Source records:
★ ★ ★ ★ ★ ★ ★
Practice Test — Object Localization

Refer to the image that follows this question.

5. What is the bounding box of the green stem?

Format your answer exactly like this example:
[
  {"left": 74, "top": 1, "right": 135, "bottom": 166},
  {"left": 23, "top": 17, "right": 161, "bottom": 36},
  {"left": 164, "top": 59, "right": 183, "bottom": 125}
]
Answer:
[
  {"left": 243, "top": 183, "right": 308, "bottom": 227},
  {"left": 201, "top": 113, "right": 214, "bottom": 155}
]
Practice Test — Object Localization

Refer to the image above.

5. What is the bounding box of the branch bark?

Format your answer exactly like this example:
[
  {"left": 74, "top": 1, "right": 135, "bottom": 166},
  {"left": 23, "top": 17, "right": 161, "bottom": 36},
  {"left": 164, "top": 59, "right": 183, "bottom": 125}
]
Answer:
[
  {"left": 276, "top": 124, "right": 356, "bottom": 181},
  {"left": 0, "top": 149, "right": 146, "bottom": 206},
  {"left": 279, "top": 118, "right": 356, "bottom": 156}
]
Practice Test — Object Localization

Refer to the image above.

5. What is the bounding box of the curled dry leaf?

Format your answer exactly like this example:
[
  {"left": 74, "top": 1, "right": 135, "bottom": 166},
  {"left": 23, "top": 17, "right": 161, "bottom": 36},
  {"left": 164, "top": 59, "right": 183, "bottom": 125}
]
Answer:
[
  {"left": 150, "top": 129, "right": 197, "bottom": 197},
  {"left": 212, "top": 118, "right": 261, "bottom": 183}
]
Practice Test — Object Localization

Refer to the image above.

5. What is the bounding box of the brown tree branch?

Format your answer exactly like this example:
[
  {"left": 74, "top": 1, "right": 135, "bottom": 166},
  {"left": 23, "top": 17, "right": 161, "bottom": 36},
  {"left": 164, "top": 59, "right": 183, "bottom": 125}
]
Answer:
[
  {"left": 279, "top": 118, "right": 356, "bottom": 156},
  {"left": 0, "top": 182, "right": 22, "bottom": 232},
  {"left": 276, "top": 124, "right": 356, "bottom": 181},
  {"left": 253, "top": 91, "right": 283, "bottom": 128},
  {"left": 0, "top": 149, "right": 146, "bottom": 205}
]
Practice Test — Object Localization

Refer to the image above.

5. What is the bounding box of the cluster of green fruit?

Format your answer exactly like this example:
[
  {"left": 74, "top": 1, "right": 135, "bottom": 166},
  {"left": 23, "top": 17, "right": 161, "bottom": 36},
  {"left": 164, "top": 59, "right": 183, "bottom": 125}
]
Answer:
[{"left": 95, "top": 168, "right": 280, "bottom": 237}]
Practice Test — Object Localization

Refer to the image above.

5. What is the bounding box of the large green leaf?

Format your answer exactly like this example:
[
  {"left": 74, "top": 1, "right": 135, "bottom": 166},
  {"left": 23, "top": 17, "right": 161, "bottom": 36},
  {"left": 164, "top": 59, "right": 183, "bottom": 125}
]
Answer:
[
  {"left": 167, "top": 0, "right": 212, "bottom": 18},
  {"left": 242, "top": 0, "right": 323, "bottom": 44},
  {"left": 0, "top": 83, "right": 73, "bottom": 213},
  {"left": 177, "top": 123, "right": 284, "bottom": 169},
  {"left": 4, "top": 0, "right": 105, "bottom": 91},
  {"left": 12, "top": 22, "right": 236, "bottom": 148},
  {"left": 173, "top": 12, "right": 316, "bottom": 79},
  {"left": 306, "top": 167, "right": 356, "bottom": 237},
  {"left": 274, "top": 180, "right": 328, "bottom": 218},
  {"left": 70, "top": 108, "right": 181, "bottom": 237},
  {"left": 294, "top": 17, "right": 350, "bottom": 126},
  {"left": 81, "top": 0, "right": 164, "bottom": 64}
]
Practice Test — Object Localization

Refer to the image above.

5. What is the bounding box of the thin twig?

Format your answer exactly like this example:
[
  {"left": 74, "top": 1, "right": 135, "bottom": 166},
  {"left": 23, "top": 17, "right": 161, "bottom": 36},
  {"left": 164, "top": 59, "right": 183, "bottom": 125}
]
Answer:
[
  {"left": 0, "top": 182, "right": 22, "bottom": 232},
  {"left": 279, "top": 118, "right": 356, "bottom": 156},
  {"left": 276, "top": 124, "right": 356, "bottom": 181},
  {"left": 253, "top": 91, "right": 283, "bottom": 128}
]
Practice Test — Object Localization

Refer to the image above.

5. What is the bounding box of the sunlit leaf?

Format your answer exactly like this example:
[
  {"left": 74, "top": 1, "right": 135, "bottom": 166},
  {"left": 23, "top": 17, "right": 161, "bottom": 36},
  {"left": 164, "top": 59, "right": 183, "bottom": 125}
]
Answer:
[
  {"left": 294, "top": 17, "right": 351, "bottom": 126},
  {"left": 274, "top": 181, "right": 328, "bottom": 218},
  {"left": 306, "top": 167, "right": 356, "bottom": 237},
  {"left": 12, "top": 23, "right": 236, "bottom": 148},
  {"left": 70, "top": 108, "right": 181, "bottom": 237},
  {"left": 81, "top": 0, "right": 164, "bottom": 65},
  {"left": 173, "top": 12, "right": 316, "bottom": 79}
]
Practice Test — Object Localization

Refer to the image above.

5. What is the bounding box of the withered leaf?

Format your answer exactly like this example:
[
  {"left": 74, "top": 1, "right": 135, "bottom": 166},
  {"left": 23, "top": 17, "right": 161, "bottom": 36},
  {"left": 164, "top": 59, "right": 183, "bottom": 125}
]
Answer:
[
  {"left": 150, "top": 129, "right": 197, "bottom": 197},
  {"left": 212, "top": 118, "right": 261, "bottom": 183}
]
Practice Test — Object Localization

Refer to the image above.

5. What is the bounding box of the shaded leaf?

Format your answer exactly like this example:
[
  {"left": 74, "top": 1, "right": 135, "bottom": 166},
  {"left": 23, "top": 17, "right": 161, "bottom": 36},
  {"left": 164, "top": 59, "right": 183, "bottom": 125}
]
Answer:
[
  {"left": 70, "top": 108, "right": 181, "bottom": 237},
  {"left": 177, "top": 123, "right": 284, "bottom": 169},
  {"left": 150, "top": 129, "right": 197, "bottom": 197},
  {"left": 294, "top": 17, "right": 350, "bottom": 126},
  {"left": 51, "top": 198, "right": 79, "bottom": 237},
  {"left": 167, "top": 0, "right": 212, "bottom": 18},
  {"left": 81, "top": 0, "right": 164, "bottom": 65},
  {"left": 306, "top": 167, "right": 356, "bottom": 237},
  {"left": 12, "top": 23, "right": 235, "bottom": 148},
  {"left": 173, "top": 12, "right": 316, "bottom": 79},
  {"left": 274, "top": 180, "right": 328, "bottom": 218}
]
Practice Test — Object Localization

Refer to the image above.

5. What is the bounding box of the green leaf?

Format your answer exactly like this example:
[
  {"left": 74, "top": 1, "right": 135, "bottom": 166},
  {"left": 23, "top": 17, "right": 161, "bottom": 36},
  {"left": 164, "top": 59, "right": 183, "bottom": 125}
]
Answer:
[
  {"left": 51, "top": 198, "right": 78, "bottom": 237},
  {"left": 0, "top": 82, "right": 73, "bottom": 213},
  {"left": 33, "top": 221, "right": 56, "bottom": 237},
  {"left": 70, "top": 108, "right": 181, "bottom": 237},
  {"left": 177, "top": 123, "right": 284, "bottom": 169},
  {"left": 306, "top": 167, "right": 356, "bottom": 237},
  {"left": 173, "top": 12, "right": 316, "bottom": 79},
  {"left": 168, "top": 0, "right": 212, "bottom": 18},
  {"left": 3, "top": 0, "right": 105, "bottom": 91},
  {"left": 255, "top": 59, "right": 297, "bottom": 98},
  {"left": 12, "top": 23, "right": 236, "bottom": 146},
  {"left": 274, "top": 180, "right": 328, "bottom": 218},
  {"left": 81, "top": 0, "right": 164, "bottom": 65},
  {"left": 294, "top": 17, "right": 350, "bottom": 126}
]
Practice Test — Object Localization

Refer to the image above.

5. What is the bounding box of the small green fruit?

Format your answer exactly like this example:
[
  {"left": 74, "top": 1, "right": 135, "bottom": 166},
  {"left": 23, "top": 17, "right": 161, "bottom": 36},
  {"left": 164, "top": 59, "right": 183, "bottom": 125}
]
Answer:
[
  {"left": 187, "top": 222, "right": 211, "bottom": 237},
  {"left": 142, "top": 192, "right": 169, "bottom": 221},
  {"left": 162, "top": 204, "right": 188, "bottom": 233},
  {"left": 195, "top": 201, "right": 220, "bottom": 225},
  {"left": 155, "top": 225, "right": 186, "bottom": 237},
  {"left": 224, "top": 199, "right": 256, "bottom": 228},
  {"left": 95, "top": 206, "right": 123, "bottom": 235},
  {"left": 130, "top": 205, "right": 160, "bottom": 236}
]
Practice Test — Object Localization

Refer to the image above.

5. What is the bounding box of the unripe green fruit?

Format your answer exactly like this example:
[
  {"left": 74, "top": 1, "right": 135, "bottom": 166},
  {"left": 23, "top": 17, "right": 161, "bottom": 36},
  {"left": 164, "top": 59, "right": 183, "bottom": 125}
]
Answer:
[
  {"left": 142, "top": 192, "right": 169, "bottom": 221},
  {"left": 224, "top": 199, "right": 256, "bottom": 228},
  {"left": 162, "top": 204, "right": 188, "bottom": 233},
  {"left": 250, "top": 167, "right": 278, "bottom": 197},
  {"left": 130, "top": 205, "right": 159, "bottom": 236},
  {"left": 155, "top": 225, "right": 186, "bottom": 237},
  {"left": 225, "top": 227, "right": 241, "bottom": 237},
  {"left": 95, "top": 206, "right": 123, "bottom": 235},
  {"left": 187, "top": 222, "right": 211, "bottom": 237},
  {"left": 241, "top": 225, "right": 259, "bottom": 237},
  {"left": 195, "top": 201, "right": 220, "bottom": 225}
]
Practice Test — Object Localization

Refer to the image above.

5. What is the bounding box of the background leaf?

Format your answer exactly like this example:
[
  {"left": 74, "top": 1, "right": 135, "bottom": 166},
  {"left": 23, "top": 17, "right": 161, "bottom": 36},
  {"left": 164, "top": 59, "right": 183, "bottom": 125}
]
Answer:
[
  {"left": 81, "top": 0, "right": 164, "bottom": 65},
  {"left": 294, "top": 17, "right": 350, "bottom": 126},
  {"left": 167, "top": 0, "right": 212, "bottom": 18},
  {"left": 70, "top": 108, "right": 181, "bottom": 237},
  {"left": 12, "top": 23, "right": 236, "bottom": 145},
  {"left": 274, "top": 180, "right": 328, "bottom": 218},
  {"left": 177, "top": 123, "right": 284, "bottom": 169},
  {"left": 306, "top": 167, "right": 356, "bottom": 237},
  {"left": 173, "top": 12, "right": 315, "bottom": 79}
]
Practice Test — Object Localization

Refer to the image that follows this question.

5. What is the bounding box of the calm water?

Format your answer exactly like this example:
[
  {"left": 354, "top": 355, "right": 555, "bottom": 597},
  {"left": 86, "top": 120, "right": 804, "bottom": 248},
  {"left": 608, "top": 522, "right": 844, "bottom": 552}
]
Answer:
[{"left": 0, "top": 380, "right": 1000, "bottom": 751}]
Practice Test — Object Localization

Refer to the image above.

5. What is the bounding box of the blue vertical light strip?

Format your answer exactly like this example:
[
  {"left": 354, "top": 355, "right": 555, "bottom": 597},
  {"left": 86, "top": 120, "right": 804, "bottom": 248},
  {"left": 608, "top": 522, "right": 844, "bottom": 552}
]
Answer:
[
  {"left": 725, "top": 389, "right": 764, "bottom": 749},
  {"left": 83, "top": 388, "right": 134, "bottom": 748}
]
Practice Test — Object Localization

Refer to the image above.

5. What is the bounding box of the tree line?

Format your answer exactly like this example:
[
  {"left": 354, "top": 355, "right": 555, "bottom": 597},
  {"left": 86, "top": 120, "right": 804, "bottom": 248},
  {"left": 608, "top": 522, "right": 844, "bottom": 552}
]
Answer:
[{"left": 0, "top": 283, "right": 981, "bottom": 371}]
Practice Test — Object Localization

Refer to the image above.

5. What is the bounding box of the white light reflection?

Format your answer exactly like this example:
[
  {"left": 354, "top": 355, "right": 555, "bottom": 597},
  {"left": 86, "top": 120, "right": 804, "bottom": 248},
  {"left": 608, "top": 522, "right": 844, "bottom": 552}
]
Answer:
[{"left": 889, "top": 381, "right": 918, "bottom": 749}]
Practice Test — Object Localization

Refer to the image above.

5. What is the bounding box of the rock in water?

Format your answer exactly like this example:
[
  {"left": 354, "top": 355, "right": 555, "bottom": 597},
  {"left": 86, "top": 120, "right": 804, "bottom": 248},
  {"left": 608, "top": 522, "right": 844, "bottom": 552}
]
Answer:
★ ★ ★ ★ ★ ★ ★
- _Task brief_
Report how many lines of the records above contain the string "branch". Give only the number.

- _Task solution_
2